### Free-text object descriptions
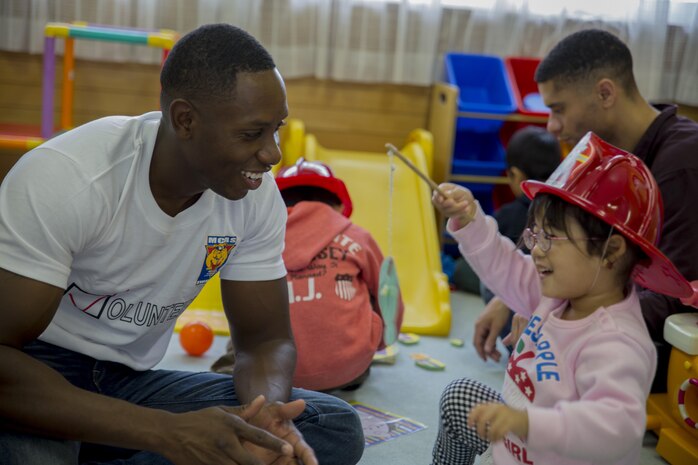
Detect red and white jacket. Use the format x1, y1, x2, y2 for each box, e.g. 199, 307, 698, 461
283, 201, 403, 390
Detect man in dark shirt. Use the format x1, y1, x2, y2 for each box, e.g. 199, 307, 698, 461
475, 28, 698, 392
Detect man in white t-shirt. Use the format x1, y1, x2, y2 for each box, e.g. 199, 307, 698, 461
0, 23, 364, 465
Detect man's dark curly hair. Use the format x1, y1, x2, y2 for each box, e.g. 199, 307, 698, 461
534, 29, 637, 95
160, 23, 275, 115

### PROBLEM DESCRIPTION
Set down nothing but the lines from the one with "Detect man in dark" through the end of the records, keeping each line exactly as written and including both ends.

### ANSWER FOR THIS EXERCISE
Detect man in dark shirt. Use the format x1, y1, x2, y2 for each box, e.g. 199, 307, 698, 461
475, 28, 698, 392
Detect man in white t-shirt. Use the format x1, y1, x2, y2 for each box, e.g. 199, 307, 698, 461
0, 23, 364, 465
Detect man's dark curly hair. Use the format x1, y1, x2, y2 for each box, e.g. 199, 307, 698, 461
534, 29, 637, 95
160, 23, 275, 115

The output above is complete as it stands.